• _Verilen Metin_:
------------------------------------------------------------------------

"Onunla birlikte zindana iki delikanlı daha girdi. Onlardan biri dedi ki: Ben (rüyada) şarap sıktığımı gördüm. Diğeri de: Ben de başımın üstünde kuşların yemekte olduğu bir ekmek taşıdığımı gördüm. Bunun yorumunu bize haber ver. Çünkü biz seni güzel davrananlardan görüyoruz, dedi." (YUSUF 36)

HZ.YUSUF'UN ZİNDAN ARKADAŞLARI: İki Delikanlı... Hz.Yusuf'un iki zindan arkadaşı...Ayet-i kerime Hz.Yusuf (a.s) ile ilgilidir. Hz.Yusuf iftiraya uğramış ve haksız yere zindana atılmıştı. Hz.Yusuf ile birlikte zindana atılan 2 kişi daha vardı. Suçları Hz.Yusuf'tan farklı idi. İki delikanlı da Fravun'un özle hizmetçisi idi. Biri sarayda aşçıbaşı diğeri garson idi. Fravun'u zehirlemekle suçlanıyorlardı.

------------------------------------------------------------------------

• _Verilen Bilgiler_:
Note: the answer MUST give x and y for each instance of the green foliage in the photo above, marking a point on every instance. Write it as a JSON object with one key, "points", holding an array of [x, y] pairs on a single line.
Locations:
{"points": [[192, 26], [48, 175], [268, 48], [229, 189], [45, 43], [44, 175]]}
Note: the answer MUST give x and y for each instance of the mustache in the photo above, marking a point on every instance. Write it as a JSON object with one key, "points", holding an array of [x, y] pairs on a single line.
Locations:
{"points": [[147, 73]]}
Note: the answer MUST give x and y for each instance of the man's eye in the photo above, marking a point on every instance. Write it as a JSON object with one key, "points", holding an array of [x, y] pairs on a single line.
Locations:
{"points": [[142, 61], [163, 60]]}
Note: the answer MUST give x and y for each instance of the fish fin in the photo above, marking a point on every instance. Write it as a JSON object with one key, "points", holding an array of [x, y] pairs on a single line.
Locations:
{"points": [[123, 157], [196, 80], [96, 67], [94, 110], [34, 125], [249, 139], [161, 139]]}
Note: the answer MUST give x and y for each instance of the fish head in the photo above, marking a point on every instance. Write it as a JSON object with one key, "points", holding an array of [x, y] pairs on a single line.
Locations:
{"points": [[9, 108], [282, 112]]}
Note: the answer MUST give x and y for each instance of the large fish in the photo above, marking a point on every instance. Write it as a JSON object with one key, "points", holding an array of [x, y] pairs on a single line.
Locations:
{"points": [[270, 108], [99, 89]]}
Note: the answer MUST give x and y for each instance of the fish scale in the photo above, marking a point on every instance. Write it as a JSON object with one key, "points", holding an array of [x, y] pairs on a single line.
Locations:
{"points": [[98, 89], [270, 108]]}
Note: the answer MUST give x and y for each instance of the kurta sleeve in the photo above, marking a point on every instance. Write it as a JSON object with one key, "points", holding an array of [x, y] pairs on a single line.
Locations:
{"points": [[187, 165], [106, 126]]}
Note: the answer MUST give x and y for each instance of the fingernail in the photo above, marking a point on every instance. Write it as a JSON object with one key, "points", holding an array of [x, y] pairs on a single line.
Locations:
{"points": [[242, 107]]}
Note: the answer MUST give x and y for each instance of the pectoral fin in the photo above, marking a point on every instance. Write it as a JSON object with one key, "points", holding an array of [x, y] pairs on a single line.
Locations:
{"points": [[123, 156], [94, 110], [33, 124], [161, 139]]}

------------------------------------------------------------------------

• _İstenen Görev 1_:
Hz. Yusuf'un zindan arkadaşlarını anlatan metinde "HZ.YUSUF'UN ZİNDAN ARKADAŞLARI: İki" sözcükleriyle açılıp "Fravun'u zehirlemekle suçlanıyorlardı." ile kapanan bölümü, "garson" ifadesini "sofracı" olarak değiştirip yeniden yazınız.
• _İstenen Görev 2_:
Hz. Yusuf'un zindan arkadaşlarını anlatan metne göre Hz. Yusuf zindana nasıl atılmıştı?

• _Tam Çözüm 1_:
HZ.YUSUF'UN ZİNDAN ARKADAŞLARI: İki Delikanlı... Hz.Yusuf'un iki zindan arkadaşı...Ayet-i kerime Hz.Yusuf (a.s) ile ilgilidir. Hz.Yusuf iftiraya uğramış ve haksız yere zindana atılmıştı. Hz.Yusuf ile birlikte zindana atılan 2 kişi daha vardı. Suçları Hz.Yusuf'tan farklı idi. İki delikanlı da Fravun'un özle hizmetçisi idi. Biri sarayda aşçıbaşı diğeri sofracı idi. Fravun'u zehirlemekle suçlanıyorlardı.

• _Tam Çözüm 2_:
İftiraya uğramış ve haksız yere zindana atılmıştı.